> **Texto de lectura**

Educar es enseñarles a ser libres para que asuman sus responsabilidades y cometan sus propios errores.

SXC

En una de las anécdotas sobre la vida de Sigmund Freud, se comenta que un día recibió la visita de una madre preocupada que le hizo la pregunta: “¿Cómo debo educar a mi hijo?” El creador del psicoanálisis le contestó: “Como le dé la gana. De todos modos estará mal”. Un par de décadas antes, el polémico Oscar Wilde ya decía que los niños empiezan amando a sus padres y, cuando han crecido, los juzgan; sólo a veces llegan a perdonarlos.

Presionados por las carencias de su propia educación, muchos padres intentan dar a sus hijos todo aquello que no tuvieron y más. Se esmeran tanto en sus atenciones que generan toda clase de dudas e inseguridades en los pequeños. Sienten la necesidad de gustar a los hijos, lo cual no significa dar una buena educación. A menudo el resultado acaba siendo justamente lo contrario.

Padres, no amigos

El pediatra Aldo Naouri, especialista en relaciones intrafamiliares, desaconseja totalmente este enfoque educativo. Asegura que la expresión “somos amigos” entre padres e hijos es el peor maltrato que se le puede infringir a un niño, porque todo hijo está condenado a amar y odiar a la vez a sus padres para, después, seguir su propio camino.

> **Por hacer**
1 – Responde a estas preguntas sobre el texto acerca de la educación de los hijos:
(a) ¿Qué pregunta le hizo a Freud la madre preocupada?
(b) Según Oscar Wilde, ¿qué hacen los niños con sus padres cuando han crecido?
(c) ¿En qué es especialista el pediatra Aldo Naouri?
2 – ¿Puedes reducir a dos o tres frases el párrafo del texto acerca de la educación de los hijos que empieza «Presionados por las carencias», sin perder sus datos principales?

> **Datos registrados**
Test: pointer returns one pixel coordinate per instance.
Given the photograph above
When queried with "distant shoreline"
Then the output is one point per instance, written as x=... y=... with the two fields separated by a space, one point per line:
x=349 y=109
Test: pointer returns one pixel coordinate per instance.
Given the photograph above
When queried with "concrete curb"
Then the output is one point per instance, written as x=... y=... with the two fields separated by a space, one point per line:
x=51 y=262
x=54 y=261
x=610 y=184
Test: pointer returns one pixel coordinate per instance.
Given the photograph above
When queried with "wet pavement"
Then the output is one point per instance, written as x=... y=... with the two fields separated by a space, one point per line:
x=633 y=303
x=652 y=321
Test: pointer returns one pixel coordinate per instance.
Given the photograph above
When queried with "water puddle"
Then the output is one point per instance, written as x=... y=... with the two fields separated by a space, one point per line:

> **Respuestas escritas**
1 –
(a) «¿Cómo debo educar a mi hijo?»
(b) Los juzgan, y sólo a veces llegan a perdonarlos.
(c) En relaciones intrafamiliares.

2 – Muchos padres, marcados por las carencias de su propia educación, quieren dar a sus hijos todo lo que no tuvieron y más. Tanto esmero en las atenciones genera dudas e inseguridades en los pequeños. Necesitan gustar a sus hijos, lo cual no significa educarlos bien, y a menudo el resultado es justamente lo contrario.